• **JOB**
Present the lines of the data below as a numbered list, omitting any blank lines.

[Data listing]
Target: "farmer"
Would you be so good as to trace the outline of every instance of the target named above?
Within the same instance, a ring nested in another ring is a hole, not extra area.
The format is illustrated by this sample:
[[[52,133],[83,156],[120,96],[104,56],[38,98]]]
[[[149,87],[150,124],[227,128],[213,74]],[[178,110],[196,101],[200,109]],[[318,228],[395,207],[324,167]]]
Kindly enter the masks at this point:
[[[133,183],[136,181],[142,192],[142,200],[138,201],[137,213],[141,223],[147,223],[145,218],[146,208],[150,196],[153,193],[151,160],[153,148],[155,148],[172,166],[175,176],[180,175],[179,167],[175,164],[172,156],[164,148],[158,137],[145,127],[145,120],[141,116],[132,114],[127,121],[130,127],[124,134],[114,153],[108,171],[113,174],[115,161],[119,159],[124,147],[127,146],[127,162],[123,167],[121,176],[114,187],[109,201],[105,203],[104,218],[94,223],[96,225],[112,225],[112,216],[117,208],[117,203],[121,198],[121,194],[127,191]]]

• **ANSWER TO THIS TASK**
1. Target: "farmer"
2. Would you be so good as to trace the outline of every instance of the target named above?
3. Within the same instance, a ring nested in another ring is a hole, not extra area.
4. The format is illustrated by this sample:
5. [[[52,133],[83,156],[120,96],[104,56],[38,98]]]
6. [[[149,87],[150,124],[227,128],[213,74]],[[178,110],[196,101],[200,109]],[[318,228],[395,207],[324,167]]]
7. Kindly enter the masks at this point:
8. [[[133,183],[136,181],[142,192],[142,200],[138,201],[137,213],[141,223],[147,223],[145,218],[146,208],[150,196],[153,193],[151,160],[153,148],[155,148],[172,166],[175,176],[180,175],[179,167],[175,164],[172,156],[164,148],[158,137],[145,127],[145,120],[141,116],[132,114],[127,121],[130,127],[124,134],[114,153],[108,171],[113,174],[115,161],[119,159],[124,147],[127,146],[127,162],[123,167],[121,176],[114,187],[109,201],[105,203],[104,218],[94,223],[96,225],[112,225],[112,216],[117,208],[117,203],[121,198],[121,194],[127,191]]]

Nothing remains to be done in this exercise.